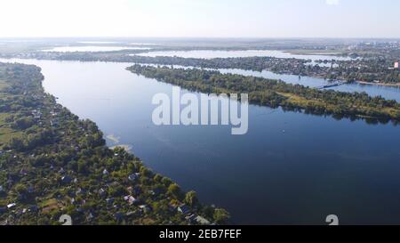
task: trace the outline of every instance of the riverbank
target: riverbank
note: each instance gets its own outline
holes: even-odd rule
[[[388,84],[388,83],[371,83],[365,81],[356,81],[356,83],[365,85],[375,85],[375,86],[387,86],[387,87],[396,87],[400,88],[400,84]]]
[[[202,205],[196,192],[186,193],[133,154],[106,147],[95,123],[44,93],[39,68],[0,63],[0,127],[19,134],[0,148],[1,224],[59,224],[61,215],[74,224],[228,219],[227,211]]]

Task objective =>
Retype every line above character for character, leaving the picture out of your copy.

Completed exercise =>
task: trace the outline of every instance of the riverbank
target: riverbank
note: each instance gets its own outline
holes: even-odd rule
[[[388,84],[388,83],[371,83],[365,81],[356,81],[356,83],[365,85],[375,85],[375,86],[387,86],[387,87],[396,87],[400,88],[400,84]]]
[[[202,205],[196,192],[186,193],[133,154],[106,147],[95,123],[44,93],[39,68],[0,63],[0,127],[19,134],[0,148],[1,224],[59,224],[61,215],[74,224],[228,219],[227,211]]]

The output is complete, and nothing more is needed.